OBJECTIVE: Please rewrite the records below, changing "supplied image" to "provided image" and leaving everything else unchanged.

RECORDS TO PROCESS:
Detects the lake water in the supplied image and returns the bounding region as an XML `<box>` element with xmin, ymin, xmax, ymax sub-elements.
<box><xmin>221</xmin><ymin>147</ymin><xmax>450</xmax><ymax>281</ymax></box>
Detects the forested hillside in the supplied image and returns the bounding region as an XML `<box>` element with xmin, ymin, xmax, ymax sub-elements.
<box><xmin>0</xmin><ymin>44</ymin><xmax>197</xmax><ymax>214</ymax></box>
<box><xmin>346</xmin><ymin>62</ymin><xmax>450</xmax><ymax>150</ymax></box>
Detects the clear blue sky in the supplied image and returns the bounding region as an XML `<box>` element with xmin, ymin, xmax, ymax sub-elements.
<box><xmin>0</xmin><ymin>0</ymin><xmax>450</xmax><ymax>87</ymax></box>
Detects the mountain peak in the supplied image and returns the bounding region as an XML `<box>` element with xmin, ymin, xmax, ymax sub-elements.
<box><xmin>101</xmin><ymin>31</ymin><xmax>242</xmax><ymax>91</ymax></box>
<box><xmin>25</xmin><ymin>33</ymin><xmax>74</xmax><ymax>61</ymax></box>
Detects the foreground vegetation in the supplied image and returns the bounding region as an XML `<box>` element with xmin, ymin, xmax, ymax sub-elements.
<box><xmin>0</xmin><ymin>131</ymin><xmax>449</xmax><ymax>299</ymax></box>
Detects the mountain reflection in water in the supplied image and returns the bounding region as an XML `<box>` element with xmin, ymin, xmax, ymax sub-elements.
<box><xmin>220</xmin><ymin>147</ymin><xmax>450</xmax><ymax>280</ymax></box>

RESULT FOR THIS EXERCISE:
Detects the lake water in the provided image and returns the bounding region as an XML `<box>` element with xmin, ymin, xmax, ymax sub-elements.
<box><xmin>221</xmin><ymin>147</ymin><xmax>450</xmax><ymax>281</ymax></box>
Detects the forested hillside in the provided image and returns the bounding region as an XML `<box>` element with xmin, ymin, xmax, ymax sub-elements.
<box><xmin>0</xmin><ymin>44</ymin><xmax>197</xmax><ymax>214</ymax></box>
<box><xmin>346</xmin><ymin>62</ymin><xmax>450</xmax><ymax>150</ymax></box>
Detects the clear blue sky in the provided image and returns the bounding region as an XML `<box>` element with xmin, ymin, xmax, ymax sub-elements.
<box><xmin>0</xmin><ymin>0</ymin><xmax>450</xmax><ymax>87</ymax></box>
Detects the mountain peak in the provided image and returns the bounding region as an XML `<box>` element with xmin, ymin, xmax, ymax sub-elements.
<box><xmin>101</xmin><ymin>31</ymin><xmax>242</xmax><ymax>91</ymax></box>
<box><xmin>25</xmin><ymin>33</ymin><xmax>74</xmax><ymax>61</ymax></box>
Detects the foreground vegetation in the provided image and returns the bounding region as an XML `<box>` element with xmin, ymin, xmax, ymax sub-elements.
<box><xmin>0</xmin><ymin>131</ymin><xmax>449</xmax><ymax>299</ymax></box>
Detects the mountain reflection in water in the provided image and returns the bounding region as an XML `<box>` element with xmin, ymin, xmax, ymax sub-elements.
<box><xmin>220</xmin><ymin>147</ymin><xmax>450</xmax><ymax>280</ymax></box>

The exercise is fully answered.